■ TEXTE DE L'EXERCICE ■
==================================================

Hervé Platel : Il suffit d’établir une base de données de musique et de tubes qui ont fonctionné par le passé et de faire une analyse des similitudes en terme de composition, d’harmonie, de tempo… Il faut évaluer les points communs entre tous les différents tubes. Nous pouvons ainsi extraire un certain nombre de propriétés qui pourront être modélisés dans un logiciel. Depuis plusieurs années beaucoup de professionnels s'intéressent à ce type de modélisation pour faire de la composition assistée par ordinateur. Le concept en lui même est assez simple, pour y arriver il faut construire une base de connaissance répertoriant ce qui plait déjà.

Le pari est avant tout statistique, le but d’un tube étant de plaire au plus grand nombre. Si nous reproduisons ce qui a su plaire au plus grand nombre alors nous pouvons espérer créer quelque chose qui va à son tour avoir un certain succès, malgré la diversité des esthétiques et des goûts musicaux. Nous pouvons assez facilement faire un parallèle avec l’industrie agroalimentaire, elle fait des études pour savoir ce qui nous plait le plus dans ce que nous mangeons. L’étude de ces récurrences est profitable à l’industrie qui pourra réaliser le dessert ou le yaourt qui va plaire au plus grand nombre. C’est un exercice d’équilibre entre le tempo, la vitesse et les accords rythmiques. C’est une analyse statistique de ce qui a fonctionné auparavant. Les grands succès musicaux montrent certains stéréotypes d'enchaînements d’accords. Le tempo préféré de la plupart des individus tourne autour de 120 battements par minutes. Ce sont des données que nous connaissons et que les musiciens et studios utilisent. Ces éléments peuvent être statistiquement conceptualisés et rentrés dans une base de données d’un logiciel qui va concevoir et proposer des mélodies.

La création de ces logiciels capables de concevoir de la musique qui va séduire un grand nombre de personnes peut-elle menacer les artistes ?

La création de musique par logiciel est le niveau ultime de l’art comme produit de consommation. Le but du jeu est de savoir comme dans le cas de l’alimentation si nous voulons nous faire plaisir en mangeant tout le temps la même chose sans être surpris ou pas. Les individus sont très conservateurs dans leur plaisir. Lorsqu’ils ont éprouvé une sensation satisfaisante ils vont essayer de la retrouver. Ils restent dans une situation de confort, cela n’incite pas à l’originalité ni à la prise de risques. Par contre, certaines personnes vont se dire, plutôt que de manger ou d’écouter toujours la même chose, je vais tester de nouvelles choses qui vont pouvoir me surprendre. Le plaisir minimum constant n’est pas le but de tout et un chacun. Or, écouter autre chose et faire preuve d'originalité demande un effort que beaucoup ne font pas.

==================================================

■ CONSIGNES ■
a) Redonnez, dans le texte sur les tubes musicaux, le passage qui s'ouvre sur les mots contenant "La création de musique" et se ferme sur "ne font pas.".
b) D'après le texte sur les tubes musicaux, entre quels éléments faut-il trouver un équilibre ? Citez-les tous.

■ MATÉRIEL FOURNI ■
==================================================

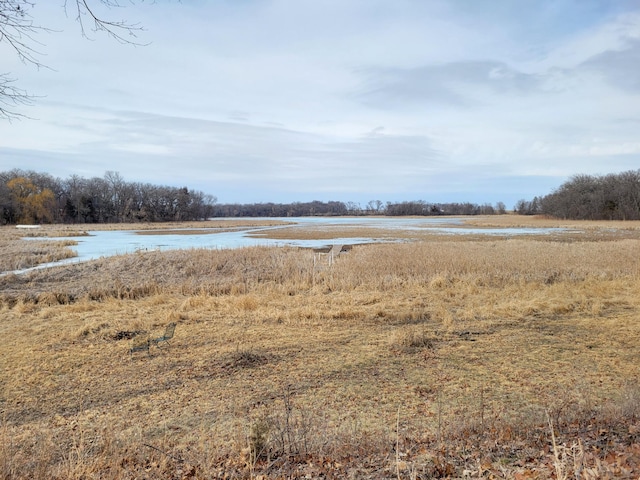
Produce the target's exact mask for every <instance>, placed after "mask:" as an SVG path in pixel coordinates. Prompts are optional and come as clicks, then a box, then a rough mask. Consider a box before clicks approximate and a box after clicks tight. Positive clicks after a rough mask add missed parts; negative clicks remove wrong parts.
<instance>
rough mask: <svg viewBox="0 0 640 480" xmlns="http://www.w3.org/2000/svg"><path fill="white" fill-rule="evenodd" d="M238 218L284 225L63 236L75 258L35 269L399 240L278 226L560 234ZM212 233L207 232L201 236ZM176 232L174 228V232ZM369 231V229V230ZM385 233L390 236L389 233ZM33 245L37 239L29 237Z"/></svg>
mask: <svg viewBox="0 0 640 480" xmlns="http://www.w3.org/2000/svg"><path fill="white" fill-rule="evenodd" d="M241 220H247V221H250V220H253V221H254V223H255V221H265V220H278V221H282V222H287V223H286V224H283V225H282V226H269V227H255V226H253V227H246V228H242V227H241V228H238V229H234V230H233V231H218V230H219V229H216V228H211V229H206V228H197V229H193V231H194V233H193V234H189V233H188V232H189V230H190V229H186V228H185V229H181V230H180V233H175V234H173V233H163V232H162V230H158V231H157V234H154V232H156V231H145V234H144V235H140V234H138V233H137V232H138V231H136V230H108V231H89V232H88V233H89V235H88V236H85V237H62V238H56V240H65V239H69V240H74V241H76V242H78V244H77V245H76V246H74V247H72V248H73V249H74V250H75V251H76V252H77V256H76V257H74V258H69V259H66V260H61V261H58V262H51V263H47V264H42V265H39V266H38V267H34V268H45V267H50V266H55V265H64V264H68V263H75V262H83V261H88V260H94V259H97V258H101V257H109V256H112V255H121V254H126V253H134V252H137V251H145V250H172V249H190V248H213V249H227V248H241V247H250V246H285V245H286V246H297V247H306V248H320V247H325V246H330V245H357V244H364V243H372V242H396V241H402V238H401V236H398V238H393V236H391V237H389V236H388V235H386V236H385V237H384V238H377V237H375V236H368V237H337V238H332V239H330V240H327V239H324V240H317V239H312V240H297V239H277V240H276V239H270V238H265V237H262V236H255V235H260V234H265V233H267V232H268V231H269V230H274V229H282V228H294V229H295V228H305V227H310V226H313V227H315V228H318V227H320V228H326V229H327V230H329V229H331V228H339V227H348V226H358V227H367V228H368V229H380V230H383V229H384V230H387V231H389V230H391V231H393V230H399V231H400V230H405V231H406V230H425V229H428V230H429V231H432V232H433V233H442V234H456V235H472V234H473V235H496V236H505V235H545V234H550V233H557V232H560V231H563V229H561V228H472V227H466V226H464V223H463V220H462V219H460V218H413V217H412V218H404V217H390V218H389V217H296V218H255V219H248V218H242V219H241ZM206 230H210V231H211V233H208V232H207V233H203V231H205V232H206ZM172 231H176V230H172ZM368 232H369V233H370V232H371V230H368ZM387 233H388V232H387ZM33 240H34V241H37V240H38V239H37V238H35V239H33ZM34 268H31V269H25V270H20V271H15V272H13V273H24V272H27V271H29V270H33V269H34Z"/></svg>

==================================================

■ CORRIGÉ ■
a)
La création de musique par logiciel est le niveau ultime de l’art comme produit de consommation. Le but du jeu est de savoir comme dans le cas de l’alimentation si nous voulons nous faire plaisir en mangeant tout le temps la même chose sans être surpris ou pas. Les individus sont très conservateurs dans leur plaisir. Lorsqu’ils ont éprouvé une sensation satisfaisante ils vont essayer de la retrouver. Ils restent dans une situation de confort, cela n’incite pas à l’originalité ni à la prise de risques. Par contre, certaines personnes vont se dire, plutôt que de manger ou d’écouter toujours la même chose, je vais tester de nouvelles choses qui vont pouvoir me surprendre. Le plaisir minimum constant n’est pas le but de tout et un chacun. Or, écouter autre chose et faire preuve d'originalité demande un effort que beaucoup ne font pas.

b) Le tempo, la vitesse et les accords rythmiques.